▶ [DATA SUPPLIED]
[Begin]
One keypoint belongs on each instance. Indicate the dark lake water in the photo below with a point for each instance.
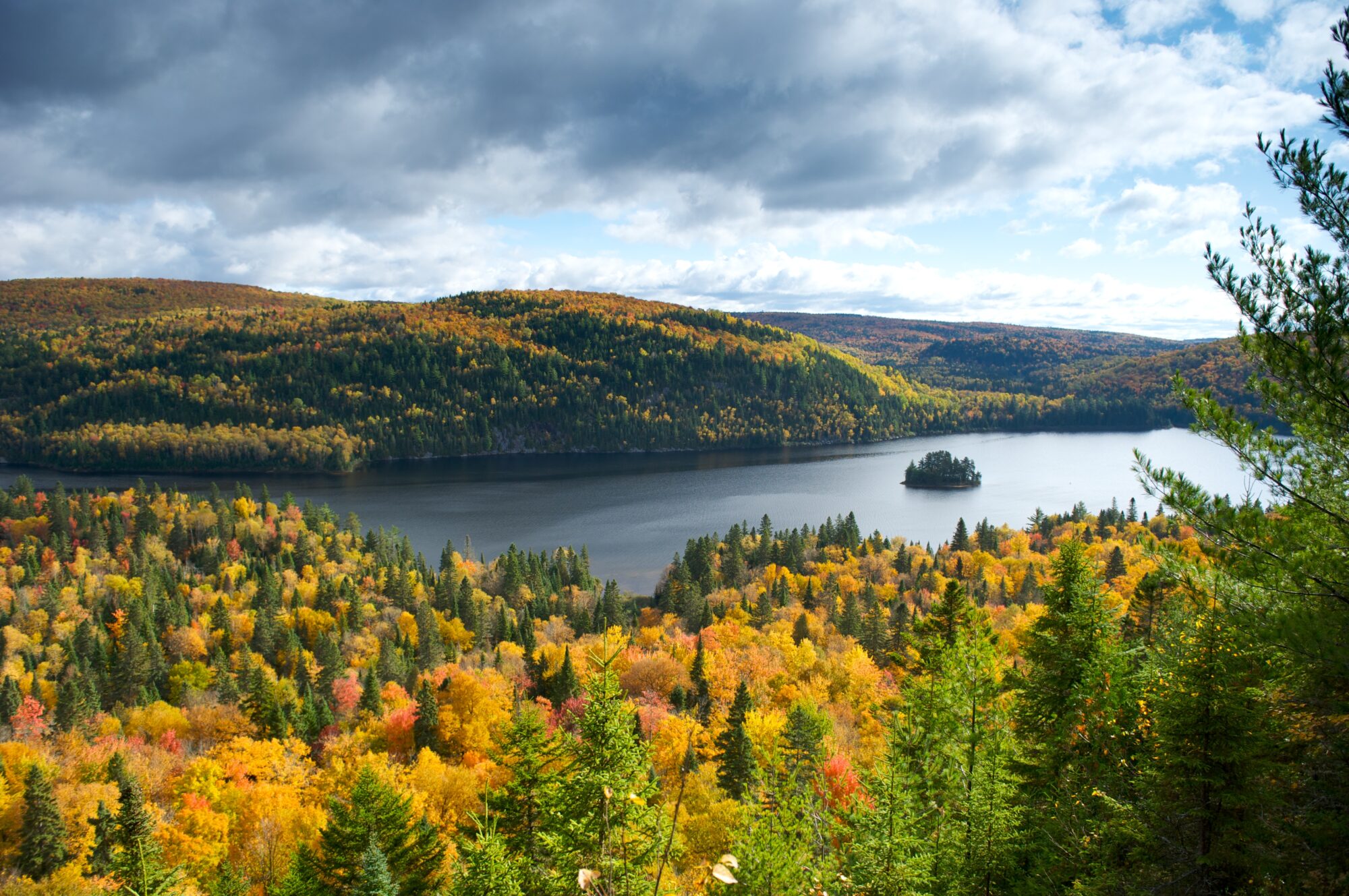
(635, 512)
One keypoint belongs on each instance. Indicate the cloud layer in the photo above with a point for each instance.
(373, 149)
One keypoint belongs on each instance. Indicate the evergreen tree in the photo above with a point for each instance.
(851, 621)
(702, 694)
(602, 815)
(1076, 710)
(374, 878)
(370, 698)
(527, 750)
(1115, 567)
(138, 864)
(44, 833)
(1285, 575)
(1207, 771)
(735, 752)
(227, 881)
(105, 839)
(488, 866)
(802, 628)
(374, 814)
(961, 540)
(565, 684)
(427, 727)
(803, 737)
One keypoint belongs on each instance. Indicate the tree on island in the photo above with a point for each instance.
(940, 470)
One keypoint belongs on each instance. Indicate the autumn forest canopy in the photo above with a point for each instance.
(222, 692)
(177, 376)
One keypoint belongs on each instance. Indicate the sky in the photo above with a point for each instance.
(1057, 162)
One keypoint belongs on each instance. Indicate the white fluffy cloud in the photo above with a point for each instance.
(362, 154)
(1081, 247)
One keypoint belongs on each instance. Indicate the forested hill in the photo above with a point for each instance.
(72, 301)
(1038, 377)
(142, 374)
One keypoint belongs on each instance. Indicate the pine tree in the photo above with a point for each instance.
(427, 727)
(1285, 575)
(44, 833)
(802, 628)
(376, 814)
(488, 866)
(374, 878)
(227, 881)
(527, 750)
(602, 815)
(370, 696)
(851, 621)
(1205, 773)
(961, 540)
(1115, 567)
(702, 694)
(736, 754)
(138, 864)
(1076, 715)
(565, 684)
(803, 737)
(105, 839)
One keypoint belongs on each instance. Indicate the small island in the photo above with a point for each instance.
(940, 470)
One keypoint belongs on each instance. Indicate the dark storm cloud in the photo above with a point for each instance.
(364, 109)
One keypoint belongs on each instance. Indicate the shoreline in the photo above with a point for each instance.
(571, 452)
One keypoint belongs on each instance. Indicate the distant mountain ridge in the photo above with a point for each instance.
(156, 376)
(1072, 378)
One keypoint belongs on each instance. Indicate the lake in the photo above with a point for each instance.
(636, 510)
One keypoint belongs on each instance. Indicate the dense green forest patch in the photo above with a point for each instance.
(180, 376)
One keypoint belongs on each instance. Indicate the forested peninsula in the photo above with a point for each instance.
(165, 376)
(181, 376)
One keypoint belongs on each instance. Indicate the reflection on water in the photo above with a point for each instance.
[End]
▶ [TASK DIRECTIONS] Reproduce the data without change, from the line that contains "One keypoint belongs on each instance. Indicate the dense" through the final line of the data, both ends included.

▶ [RESULT OF THE EXERCISE]
One keypoint belongs on each instance. Indicate the dense green forest patch in the photo above with a point for each instance.
(180, 376)
One keypoint belongs on each instance. Indicate the forested peninsula in the photo above with a point for each instance.
(165, 376)
(181, 376)
One keypoint belongs on each instance. Indicate the reflection on water in the photo above with a point for each instance.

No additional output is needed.